Work required:
Retype the stretch of lines from the one containing "of the woven" through the one containing "[(106, 92)]", including both of those lines, and reproduce only those lines with every character unchanged.

Task material:
========

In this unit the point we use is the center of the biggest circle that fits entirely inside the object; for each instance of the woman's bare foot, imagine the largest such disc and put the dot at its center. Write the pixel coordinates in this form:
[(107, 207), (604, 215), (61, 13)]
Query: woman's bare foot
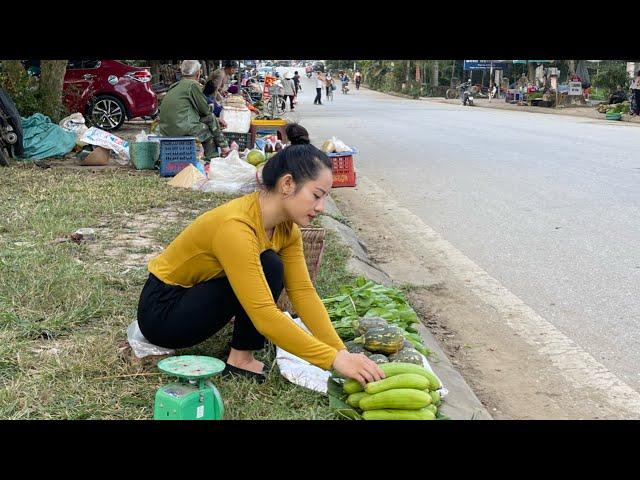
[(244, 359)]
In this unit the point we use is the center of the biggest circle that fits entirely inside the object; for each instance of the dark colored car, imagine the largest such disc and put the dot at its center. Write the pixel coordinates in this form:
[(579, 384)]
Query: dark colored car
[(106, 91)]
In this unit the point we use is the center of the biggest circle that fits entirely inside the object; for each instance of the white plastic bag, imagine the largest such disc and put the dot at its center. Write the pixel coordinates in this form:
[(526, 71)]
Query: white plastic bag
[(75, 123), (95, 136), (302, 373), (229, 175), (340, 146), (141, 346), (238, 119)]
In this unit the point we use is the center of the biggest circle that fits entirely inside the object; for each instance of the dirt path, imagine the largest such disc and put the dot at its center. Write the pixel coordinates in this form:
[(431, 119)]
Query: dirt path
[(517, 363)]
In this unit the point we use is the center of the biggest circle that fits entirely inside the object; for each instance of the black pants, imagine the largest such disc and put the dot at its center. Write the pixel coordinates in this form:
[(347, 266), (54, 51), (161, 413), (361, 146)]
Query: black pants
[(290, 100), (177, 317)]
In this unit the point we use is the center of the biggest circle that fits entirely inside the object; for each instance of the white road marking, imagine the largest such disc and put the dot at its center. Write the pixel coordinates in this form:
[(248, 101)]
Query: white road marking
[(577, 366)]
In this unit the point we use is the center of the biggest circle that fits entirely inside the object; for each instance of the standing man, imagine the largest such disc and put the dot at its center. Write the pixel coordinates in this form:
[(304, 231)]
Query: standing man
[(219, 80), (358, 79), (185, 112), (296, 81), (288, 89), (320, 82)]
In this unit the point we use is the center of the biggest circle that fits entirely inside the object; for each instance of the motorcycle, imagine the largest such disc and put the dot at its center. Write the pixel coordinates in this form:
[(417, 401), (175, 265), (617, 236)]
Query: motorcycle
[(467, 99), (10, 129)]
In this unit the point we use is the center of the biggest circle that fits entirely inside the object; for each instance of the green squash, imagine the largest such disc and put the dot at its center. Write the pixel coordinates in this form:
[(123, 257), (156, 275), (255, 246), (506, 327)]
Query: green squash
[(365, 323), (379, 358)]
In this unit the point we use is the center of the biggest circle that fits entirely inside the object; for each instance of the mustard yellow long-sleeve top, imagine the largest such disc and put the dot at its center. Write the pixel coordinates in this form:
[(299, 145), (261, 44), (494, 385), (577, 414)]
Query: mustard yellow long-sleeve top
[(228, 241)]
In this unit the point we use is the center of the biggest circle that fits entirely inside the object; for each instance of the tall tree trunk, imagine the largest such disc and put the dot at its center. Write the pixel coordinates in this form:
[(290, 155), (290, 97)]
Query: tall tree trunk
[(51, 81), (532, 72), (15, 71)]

========

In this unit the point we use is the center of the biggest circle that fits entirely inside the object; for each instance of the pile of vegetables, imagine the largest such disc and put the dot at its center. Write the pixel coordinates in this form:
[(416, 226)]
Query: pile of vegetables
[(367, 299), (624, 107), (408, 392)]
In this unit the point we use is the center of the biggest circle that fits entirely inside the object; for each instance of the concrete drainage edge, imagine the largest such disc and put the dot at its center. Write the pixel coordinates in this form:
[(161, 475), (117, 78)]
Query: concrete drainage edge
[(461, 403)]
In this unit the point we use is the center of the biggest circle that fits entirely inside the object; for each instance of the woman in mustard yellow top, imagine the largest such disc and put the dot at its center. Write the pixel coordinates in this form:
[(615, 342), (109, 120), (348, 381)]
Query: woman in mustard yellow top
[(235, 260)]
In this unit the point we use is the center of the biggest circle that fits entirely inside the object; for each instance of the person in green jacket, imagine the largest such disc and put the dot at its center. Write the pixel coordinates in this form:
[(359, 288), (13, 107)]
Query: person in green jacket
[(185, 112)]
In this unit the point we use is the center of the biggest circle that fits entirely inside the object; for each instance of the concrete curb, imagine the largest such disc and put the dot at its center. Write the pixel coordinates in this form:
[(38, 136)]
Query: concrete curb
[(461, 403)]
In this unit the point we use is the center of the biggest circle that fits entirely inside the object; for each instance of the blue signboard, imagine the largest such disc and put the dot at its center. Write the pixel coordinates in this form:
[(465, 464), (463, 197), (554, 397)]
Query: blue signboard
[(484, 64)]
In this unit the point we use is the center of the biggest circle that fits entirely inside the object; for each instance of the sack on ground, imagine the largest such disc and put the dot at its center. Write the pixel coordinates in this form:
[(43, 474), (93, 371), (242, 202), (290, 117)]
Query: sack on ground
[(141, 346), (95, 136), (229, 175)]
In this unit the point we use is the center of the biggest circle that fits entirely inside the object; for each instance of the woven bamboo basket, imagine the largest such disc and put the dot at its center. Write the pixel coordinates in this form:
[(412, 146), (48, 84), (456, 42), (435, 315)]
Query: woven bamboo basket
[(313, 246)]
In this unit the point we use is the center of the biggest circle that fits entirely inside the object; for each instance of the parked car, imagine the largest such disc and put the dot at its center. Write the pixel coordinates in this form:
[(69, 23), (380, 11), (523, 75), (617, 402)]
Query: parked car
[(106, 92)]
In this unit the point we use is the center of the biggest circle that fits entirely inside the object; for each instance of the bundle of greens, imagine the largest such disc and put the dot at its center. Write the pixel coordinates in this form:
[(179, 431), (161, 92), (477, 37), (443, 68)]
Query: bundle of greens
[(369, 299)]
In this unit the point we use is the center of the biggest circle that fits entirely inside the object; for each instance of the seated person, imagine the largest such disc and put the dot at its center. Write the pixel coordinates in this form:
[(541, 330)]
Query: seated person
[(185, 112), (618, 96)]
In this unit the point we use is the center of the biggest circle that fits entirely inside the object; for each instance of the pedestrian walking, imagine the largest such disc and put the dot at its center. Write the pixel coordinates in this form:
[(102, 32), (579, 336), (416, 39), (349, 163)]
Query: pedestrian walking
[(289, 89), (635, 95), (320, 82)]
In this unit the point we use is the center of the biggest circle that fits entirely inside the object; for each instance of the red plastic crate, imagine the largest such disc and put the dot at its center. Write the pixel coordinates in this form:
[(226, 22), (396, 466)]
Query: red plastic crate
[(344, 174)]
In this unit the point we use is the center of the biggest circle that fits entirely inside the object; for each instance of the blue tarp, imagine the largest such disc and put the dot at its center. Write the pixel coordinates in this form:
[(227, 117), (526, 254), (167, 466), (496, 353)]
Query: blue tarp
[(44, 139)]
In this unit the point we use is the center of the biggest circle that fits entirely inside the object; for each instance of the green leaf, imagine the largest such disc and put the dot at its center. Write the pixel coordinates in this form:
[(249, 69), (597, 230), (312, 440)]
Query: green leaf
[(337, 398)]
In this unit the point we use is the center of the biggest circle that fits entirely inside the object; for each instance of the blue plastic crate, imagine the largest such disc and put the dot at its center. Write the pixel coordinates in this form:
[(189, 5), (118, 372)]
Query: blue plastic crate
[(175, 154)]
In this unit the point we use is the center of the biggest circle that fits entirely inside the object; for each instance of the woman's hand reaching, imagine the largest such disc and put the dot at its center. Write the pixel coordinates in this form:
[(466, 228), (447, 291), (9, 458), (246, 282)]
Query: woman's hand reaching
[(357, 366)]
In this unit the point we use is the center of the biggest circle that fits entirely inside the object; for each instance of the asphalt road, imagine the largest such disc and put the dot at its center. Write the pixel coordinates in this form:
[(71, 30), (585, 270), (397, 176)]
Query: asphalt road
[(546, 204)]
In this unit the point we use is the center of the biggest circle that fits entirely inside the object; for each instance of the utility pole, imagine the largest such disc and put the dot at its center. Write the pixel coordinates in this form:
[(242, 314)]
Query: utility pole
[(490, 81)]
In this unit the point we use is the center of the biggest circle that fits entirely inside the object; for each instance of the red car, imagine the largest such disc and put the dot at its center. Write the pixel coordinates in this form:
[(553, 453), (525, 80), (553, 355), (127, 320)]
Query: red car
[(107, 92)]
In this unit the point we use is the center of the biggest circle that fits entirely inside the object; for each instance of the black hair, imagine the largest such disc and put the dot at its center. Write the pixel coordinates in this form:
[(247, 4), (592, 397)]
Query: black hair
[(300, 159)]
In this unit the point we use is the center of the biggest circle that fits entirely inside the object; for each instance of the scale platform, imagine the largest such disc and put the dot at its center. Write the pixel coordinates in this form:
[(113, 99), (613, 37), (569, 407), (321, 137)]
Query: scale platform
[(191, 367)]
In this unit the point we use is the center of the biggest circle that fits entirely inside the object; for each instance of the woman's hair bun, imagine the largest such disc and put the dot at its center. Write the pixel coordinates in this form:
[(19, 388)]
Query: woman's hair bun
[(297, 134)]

========

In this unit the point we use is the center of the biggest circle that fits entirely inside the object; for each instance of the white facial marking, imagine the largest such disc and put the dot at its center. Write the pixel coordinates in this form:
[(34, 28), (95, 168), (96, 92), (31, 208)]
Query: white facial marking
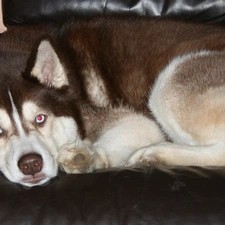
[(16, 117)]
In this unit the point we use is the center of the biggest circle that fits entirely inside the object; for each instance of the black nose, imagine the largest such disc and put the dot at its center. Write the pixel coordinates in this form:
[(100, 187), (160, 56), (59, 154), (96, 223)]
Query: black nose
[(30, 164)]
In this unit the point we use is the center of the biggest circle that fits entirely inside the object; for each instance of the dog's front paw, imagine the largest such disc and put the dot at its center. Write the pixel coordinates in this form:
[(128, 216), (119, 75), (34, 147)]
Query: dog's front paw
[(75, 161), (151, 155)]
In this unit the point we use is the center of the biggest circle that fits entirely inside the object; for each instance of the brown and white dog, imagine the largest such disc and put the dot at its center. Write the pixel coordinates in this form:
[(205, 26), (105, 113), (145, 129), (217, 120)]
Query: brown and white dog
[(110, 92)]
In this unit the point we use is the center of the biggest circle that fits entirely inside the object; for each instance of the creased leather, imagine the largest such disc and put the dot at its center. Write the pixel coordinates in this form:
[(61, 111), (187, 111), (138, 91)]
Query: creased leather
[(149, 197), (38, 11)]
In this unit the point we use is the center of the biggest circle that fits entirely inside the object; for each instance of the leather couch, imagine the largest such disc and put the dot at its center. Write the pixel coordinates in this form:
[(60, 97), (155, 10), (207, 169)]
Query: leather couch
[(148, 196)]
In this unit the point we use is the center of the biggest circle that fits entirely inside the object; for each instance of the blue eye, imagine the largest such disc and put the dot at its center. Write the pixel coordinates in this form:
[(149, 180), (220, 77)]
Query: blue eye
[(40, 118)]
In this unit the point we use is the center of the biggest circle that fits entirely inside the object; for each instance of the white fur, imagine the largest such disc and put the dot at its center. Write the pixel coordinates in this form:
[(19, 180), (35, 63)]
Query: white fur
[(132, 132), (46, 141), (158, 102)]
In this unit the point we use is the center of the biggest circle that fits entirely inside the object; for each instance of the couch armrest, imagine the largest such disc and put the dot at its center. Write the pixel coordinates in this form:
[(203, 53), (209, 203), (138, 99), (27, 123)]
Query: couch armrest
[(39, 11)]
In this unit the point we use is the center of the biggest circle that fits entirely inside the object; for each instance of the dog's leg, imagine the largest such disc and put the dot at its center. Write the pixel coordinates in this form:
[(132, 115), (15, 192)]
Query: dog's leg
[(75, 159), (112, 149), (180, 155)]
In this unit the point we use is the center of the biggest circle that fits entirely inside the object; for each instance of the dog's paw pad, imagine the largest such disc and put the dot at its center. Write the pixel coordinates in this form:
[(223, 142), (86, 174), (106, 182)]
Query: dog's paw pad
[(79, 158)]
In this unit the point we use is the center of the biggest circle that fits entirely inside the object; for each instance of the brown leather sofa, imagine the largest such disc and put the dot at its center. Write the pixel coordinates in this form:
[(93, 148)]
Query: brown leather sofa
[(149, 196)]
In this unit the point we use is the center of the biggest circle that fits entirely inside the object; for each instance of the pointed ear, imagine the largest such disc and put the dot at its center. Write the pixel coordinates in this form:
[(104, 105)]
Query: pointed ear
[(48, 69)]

========

Response below:
In this unit the point we use is the center of the biggest circle that fits entirely inside the object; for each instance of the woven bamboo basket, imagine the largest such disc and put the dot at its center. Write the pixel coordinates in this form:
[(412, 146), (48, 84), (456, 42), (435, 315)]
Query: woven bamboo basket
[(313, 246)]
In this unit the point we use is the center of the biggest circle that fits entirely inside the object; for each instance of the parked car, imagine the largest such disc and put the dot at its center. Write the pixel coordinates in this form:
[(69, 23), (380, 11), (523, 75), (617, 402)]
Query: parked car
[(106, 92)]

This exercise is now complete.